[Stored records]

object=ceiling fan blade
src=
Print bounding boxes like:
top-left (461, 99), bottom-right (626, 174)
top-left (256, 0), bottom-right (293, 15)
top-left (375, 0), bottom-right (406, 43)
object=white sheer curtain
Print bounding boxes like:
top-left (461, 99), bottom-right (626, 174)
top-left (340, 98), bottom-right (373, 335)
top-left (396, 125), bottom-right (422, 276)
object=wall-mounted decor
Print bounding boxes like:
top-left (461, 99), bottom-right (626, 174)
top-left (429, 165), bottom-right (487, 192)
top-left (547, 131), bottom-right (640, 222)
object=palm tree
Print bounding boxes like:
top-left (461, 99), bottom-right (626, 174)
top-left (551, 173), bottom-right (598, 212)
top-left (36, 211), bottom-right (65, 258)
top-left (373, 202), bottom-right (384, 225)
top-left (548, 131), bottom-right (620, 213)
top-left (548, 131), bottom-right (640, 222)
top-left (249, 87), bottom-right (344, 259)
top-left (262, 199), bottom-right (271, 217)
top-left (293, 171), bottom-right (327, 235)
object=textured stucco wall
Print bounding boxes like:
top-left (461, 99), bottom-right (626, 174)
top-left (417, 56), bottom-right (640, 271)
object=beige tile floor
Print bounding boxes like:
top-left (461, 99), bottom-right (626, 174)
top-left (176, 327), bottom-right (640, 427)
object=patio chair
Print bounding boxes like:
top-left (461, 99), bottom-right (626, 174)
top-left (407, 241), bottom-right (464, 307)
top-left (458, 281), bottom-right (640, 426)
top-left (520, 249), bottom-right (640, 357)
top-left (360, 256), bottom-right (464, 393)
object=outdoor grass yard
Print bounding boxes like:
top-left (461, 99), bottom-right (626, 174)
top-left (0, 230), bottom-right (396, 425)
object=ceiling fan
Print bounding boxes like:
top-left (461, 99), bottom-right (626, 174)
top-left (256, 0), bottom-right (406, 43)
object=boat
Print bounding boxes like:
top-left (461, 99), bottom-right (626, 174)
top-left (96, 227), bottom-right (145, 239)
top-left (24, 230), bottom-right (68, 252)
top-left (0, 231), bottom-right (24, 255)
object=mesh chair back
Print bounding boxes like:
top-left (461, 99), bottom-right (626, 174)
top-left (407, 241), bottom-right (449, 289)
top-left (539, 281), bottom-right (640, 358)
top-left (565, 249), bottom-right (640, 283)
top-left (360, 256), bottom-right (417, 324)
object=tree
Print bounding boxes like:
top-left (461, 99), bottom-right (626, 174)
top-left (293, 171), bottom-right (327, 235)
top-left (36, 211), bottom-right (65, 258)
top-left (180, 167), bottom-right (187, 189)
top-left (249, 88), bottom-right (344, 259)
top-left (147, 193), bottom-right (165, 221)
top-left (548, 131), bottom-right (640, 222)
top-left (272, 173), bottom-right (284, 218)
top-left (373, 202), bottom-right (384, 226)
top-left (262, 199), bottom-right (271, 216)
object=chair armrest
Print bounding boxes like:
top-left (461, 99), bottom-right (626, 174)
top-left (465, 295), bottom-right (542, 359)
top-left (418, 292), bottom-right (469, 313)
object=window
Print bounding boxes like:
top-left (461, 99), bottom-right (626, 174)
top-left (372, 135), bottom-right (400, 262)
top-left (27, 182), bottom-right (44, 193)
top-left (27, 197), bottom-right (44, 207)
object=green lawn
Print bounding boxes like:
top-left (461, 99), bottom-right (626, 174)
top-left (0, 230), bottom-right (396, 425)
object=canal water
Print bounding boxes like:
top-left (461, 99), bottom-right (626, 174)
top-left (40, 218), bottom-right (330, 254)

==

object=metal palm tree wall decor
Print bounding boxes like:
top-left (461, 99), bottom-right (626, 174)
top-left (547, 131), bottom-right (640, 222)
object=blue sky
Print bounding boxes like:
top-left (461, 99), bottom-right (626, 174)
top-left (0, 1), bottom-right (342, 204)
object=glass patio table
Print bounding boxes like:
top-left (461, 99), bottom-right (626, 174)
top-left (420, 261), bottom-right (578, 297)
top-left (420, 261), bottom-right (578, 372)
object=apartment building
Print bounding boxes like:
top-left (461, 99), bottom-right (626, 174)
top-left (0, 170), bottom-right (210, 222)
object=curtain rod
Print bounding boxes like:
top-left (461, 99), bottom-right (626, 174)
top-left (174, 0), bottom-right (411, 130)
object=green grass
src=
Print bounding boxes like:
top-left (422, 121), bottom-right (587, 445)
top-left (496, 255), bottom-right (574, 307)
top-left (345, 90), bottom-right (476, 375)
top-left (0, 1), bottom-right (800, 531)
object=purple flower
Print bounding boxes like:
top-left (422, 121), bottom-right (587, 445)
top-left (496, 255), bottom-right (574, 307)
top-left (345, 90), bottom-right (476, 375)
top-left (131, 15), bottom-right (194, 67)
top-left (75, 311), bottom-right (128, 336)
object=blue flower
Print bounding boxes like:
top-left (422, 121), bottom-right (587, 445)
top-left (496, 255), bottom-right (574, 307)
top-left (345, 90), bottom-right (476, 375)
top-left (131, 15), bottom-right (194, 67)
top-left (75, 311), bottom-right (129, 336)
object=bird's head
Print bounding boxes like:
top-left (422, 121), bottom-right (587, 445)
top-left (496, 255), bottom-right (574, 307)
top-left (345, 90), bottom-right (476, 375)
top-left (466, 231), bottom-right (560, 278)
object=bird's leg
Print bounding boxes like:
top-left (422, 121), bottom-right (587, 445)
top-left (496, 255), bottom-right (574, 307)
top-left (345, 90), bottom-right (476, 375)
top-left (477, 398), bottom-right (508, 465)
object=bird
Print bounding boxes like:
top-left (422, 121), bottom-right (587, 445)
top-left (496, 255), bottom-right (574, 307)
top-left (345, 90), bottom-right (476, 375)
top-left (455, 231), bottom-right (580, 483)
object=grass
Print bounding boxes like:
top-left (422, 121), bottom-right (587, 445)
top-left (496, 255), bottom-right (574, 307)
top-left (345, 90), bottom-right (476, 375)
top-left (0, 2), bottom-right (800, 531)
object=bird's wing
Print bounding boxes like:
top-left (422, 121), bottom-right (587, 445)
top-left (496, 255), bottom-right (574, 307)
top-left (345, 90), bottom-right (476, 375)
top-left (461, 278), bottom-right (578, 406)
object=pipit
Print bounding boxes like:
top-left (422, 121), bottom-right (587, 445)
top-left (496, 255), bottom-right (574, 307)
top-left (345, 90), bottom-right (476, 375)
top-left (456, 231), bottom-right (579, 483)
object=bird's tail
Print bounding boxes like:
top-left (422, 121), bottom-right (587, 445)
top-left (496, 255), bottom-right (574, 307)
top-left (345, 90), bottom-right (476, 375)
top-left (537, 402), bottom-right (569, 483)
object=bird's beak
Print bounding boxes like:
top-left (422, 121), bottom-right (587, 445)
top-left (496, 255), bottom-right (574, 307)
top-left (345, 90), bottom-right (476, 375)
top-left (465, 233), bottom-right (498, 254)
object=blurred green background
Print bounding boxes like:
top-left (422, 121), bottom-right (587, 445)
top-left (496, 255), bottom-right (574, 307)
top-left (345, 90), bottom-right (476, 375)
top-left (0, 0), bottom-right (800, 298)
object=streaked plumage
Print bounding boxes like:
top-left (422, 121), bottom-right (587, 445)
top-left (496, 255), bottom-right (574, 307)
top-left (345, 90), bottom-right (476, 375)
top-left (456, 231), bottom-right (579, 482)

* * *

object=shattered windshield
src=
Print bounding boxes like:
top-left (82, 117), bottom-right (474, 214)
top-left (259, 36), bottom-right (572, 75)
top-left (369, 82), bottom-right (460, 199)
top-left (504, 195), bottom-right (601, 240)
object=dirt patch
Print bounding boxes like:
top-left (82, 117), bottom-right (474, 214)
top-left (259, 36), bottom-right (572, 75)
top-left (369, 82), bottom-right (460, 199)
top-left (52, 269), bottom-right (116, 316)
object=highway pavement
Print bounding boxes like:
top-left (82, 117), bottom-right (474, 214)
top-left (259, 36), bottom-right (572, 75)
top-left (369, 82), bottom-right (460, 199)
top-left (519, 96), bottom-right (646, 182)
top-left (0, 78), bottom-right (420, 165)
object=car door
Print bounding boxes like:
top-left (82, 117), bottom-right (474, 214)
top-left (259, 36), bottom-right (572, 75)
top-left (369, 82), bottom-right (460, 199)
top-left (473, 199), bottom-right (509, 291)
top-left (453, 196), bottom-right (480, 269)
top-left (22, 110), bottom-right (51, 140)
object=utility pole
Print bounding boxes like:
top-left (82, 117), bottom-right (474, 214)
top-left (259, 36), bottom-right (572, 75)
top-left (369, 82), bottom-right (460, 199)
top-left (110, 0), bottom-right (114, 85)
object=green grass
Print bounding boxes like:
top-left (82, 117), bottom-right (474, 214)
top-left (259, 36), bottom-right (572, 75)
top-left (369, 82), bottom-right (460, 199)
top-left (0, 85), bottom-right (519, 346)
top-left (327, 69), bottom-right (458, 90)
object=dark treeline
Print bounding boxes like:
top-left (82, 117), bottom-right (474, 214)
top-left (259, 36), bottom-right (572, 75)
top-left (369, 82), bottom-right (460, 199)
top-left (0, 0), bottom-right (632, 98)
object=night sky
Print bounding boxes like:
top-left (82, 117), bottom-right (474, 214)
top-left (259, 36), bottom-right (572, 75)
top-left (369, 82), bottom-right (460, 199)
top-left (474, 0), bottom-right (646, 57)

- OBJECTIVE: From the records above, copy out word for word the lines from the one containing "object=shattered windshield" up to and including the one containing "top-left (52, 269), bottom-right (116, 316)".

- ANSWER TO THIS TASK:
object=shattered windshield
src=
Print bounding boxes like:
top-left (82, 117), bottom-right (474, 214)
top-left (259, 36), bottom-right (572, 75)
top-left (369, 82), bottom-right (460, 199)
top-left (504, 195), bottom-right (601, 240)
object=dirt patch
Print bounding boxes like:
top-left (82, 117), bottom-right (474, 214)
top-left (259, 36), bottom-right (572, 75)
top-left (369, 82), bottom-right (460, 199)
top-left (52, 269), bottom-right (116, 316)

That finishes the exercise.